BRANO SCELTO:
● ● ● ●
È il 1979 e Pierre Jarjeau, in sella alla sua moto, ritorna nella proprietà di famiglia, in Francia, dopo aver svolto un’esperienza lavorativa nel Wyoming. Il sorriso della fidanzata e le note allegre della canzone nel mangianastri non gli bastano per sentirsi a casa: il giovane ha intenzione di sposarsi e occuparsi della fattoria dei genitori. Dopo anni di sacrifici e sudore, però, il padre di Pierre sembra essersi indurito dimostrandosi poco incline alla cessione degli appezzamenti di terra lavorati, dei quali vorrà, nel tempo, un regolare affitto. Gli anni passano e la scena ci propone un Pierre stempiato e ingrigito al quale non manca, tuttavia, la grinta di chi è pronto ad adeguarsi ai cambiamenti tecnologici che investono il settore agricolo e zootecnico. Non rispecchiandosi nella figura autoritaria e burbera del padre, Pierre si prodiga per curare i personali legami affettivi e rincorre le novità come autentiche chimere.

Oltre ad una moglie presente e attivamente coinvolta nei compiti dell’azienda, nella vita familiare del protagonista vi sono anche i figli Thomas ed Emma, che lo supportano nelle attività necessarie per gestire le incombenze quotidiane alla fattoria. Per quanto i ragazzi siano cresciuti con la fortuna di coloro vivono in un contesto bucolico e genuino, sono d’altro canto tenuti a farsi carico delle responsabilità di chi è a contatto con gli animali e ne conosce non solo le necessità, ma anche i ritmi ripetitivi della cura che questi ultimi ogni giorno richiedono.
● ● ● ●
MATERIALE ESTRATTO:
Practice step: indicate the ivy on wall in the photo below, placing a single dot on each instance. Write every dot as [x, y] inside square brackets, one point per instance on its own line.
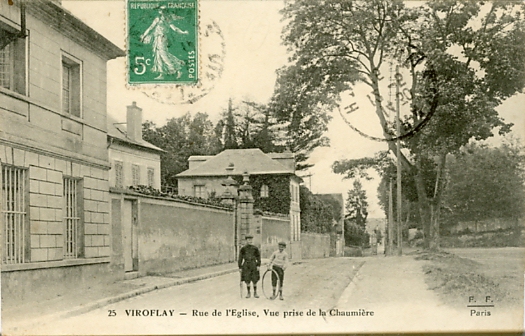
[279, 197]
[316, 215]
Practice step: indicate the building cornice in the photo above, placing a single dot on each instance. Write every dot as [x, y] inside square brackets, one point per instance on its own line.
[67, 24]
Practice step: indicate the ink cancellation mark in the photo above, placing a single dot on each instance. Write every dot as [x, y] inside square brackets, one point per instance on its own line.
[162, 42]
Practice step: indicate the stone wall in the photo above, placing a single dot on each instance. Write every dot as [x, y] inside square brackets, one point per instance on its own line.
[174, 235]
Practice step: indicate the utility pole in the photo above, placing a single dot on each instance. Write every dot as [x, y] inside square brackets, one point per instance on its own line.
[390, 247]
[398, 153]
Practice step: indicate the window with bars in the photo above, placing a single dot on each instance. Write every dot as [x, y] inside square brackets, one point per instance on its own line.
[71, 90]
[119, 174]
[13, 66]
[135, 175]
[151, 177]
[199, 191]
[265, 191]
[72, 221]
[14, 213]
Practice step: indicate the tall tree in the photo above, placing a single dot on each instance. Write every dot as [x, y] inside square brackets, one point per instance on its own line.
[357, 205]
[230, 136]
[463, 58]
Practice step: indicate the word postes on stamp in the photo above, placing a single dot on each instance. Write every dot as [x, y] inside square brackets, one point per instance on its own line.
[162, 42]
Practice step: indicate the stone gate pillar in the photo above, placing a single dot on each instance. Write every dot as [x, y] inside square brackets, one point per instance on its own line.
[245, 209]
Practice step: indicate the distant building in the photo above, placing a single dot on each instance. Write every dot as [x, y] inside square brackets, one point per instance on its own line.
[53, 148]
[133, 160]
[337, 244]
[272, 177]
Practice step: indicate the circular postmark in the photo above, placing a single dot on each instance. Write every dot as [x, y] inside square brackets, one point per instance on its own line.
[171, 58]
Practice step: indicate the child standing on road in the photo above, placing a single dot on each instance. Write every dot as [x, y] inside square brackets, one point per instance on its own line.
[279, 262]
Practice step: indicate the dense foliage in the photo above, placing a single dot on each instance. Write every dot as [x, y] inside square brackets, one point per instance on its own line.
[316, 215]
[463, 59]
[486, 183]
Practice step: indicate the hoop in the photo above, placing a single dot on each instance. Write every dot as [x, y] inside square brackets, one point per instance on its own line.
[278, 287]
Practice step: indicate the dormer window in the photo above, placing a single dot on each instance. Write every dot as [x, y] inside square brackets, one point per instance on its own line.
[265, 191]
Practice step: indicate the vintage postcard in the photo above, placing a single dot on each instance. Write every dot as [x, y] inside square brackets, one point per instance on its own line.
[261, 167]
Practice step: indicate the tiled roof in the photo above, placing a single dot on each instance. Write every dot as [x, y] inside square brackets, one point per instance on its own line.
[118, 131]
[253, 161]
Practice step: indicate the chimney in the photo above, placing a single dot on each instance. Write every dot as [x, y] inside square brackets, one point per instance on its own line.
[134, 122]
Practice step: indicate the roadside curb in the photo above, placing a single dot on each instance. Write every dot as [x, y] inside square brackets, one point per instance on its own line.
[351, 287]
[107, 301]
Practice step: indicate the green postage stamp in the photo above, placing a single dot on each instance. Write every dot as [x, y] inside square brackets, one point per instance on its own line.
[162, 42]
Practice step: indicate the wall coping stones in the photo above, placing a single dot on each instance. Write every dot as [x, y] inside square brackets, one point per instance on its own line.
[114, 190]
[53, 264]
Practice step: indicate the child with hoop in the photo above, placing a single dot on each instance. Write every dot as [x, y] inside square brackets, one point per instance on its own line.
[279, 262]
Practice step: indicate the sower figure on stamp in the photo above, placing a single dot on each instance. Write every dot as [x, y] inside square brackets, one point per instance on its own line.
[249, 263]
[279, 262]
[157, 34]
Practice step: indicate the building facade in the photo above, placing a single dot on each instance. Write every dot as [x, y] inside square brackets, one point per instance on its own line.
[53, 137]
[133, 161]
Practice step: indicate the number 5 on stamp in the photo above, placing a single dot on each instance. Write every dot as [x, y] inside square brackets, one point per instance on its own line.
[162, 42]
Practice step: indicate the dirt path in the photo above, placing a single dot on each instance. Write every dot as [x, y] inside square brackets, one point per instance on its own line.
[395, 290]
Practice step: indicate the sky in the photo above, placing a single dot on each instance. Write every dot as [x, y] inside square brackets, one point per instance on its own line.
[250, 42]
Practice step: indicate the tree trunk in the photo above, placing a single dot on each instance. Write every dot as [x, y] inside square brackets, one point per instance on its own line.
[423, 204]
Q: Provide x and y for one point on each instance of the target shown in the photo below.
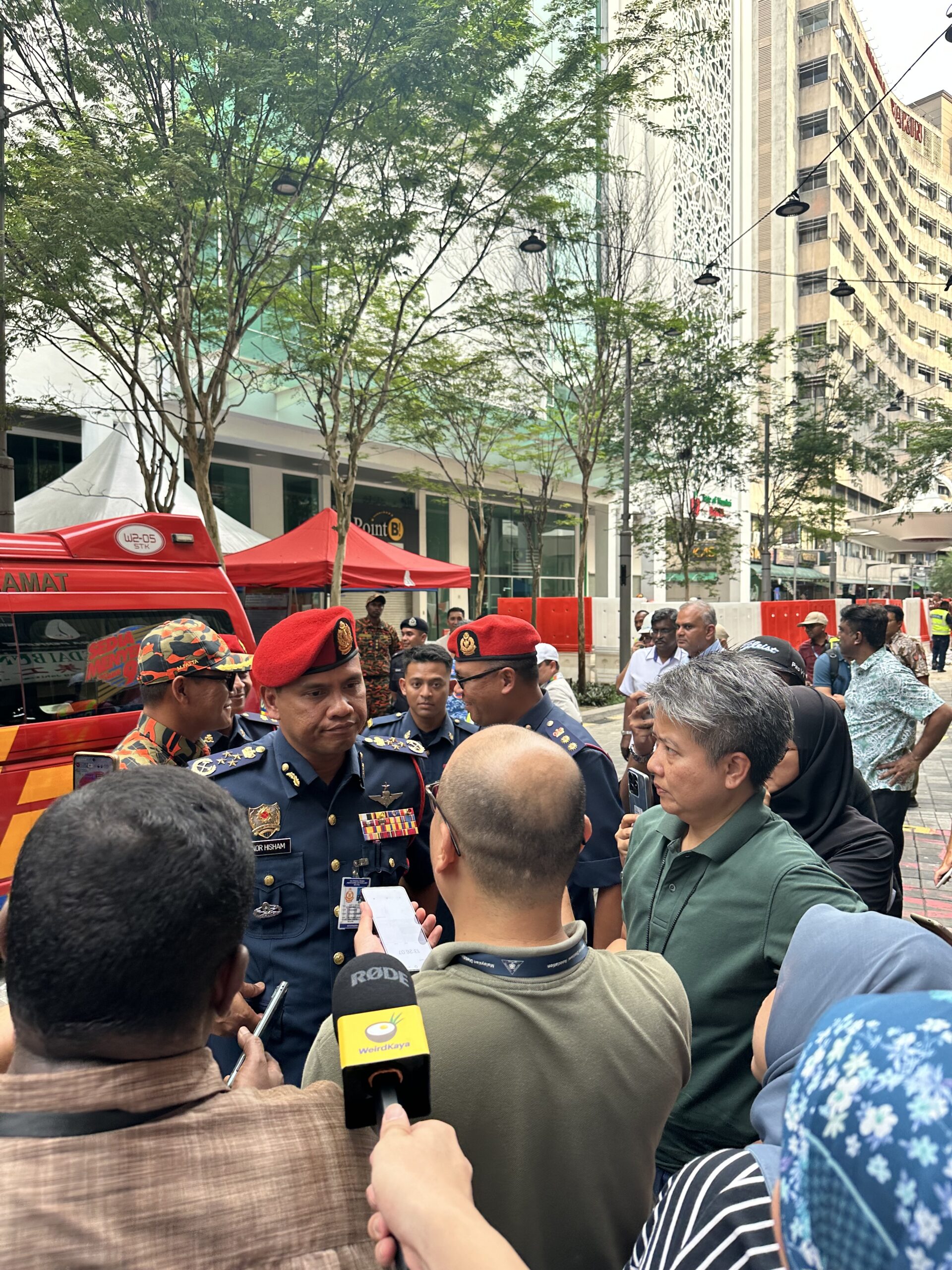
● ● ● ●
DA SVOLGERE:
1. Riscrivi il tratto del brano su Pierre Jarjeau che va da "Oltre ad una" fino a "ogni giorno richiedono.", sostituendo "moglie" con "compagna".
2. Indica se ciascuna affermazione concorda con il brano su Pierre Jarjeau, rispondendo sì o no e citando le parole del brano che lo stabiliscono: (a) Pierre torna in Francia dopo aver lavorato nel Wyoming; (b) il padre di Pierre è disposto a cedergli volentieri i terreni; (c) i figli di Pierre si chiamano Thomas ed Emma.
3. Prosegui il brano su Pierre Jarjeau a partire dalla sua ultima frase.
I dati non hanno alcun legame con il brano su Pierre Jarjeau.

SOLUZIONI DELL'ESERCIZIO:
1.
Oltre ad una compagna presente e attivamente coinvolta nei compiti dell’azienda, nella vita familiare del protagonista vi sono anche i figli Thomas ed Emma, che lo supportano nelle attività necessarie per gestire le incombenze quotidiane alla fattoria. Per quanto i ragazzi siano cresciuti con la fortuna di coloro vivono in un contesto bucolico e genuino, sono d’altro canto tenuti a farsi carico delle responsabilità di chi è a contatto con gli animali e ne conosce non solo le necessità, ma anche i ritmi ripetitivi della cura che questi ultimi ogni giorno richiedono.

2.
(a) Sì: "dopo aver svolto un’esperienza lavorativa nel Wyoming".
(b) No: "poco incline alla cessione degli appezzamenti di terra lavorati".
(c) Sì: "i figli Thomas ed Emma".

3.
Nonostante l’impegno di Pierre, il lavoro intenso non porta tuttavia i frutti sperati: per questa ragione, i parenti e i collaboratori si ritrovano ad affrontare numerose difficoltà mentre i debiti si accumulano, i nervi saltano e la narrazione si complica. Un episodio, in particolare, segna il punto di rottura tra i sogni di un’intera esistenza e il peso della realtà tangibile dei fatti, in un orizzonte che purtroppo è condiviso da molti altri allevatori della Regione.

Il film di Edouard Bergeon, partendo da eventi autobiografici, spinge lo spettatore a riflettere sulla vita faticosa di chi è legato, anche dal un punto di vista socio-culturale, a quella stessa Terra che sa essere al tempo stesso feconda e spietata, impassibile di fronte allo sforzo quanto portatrice di colori e sapori, storia e tradizione. Il regista racconta una Francia rurale, non distante dalla nostra realtà, fatta di uomini e donne che lavorano, con fatica e devozione, in un ambiente che può tradirli. L’opera ha ricevuto diverse candidature al Premio César 2020, tra cui quella al miglior film d’esordio e al migliore attore emergente a Anthony Bajon, oltre al premio César del pubblico.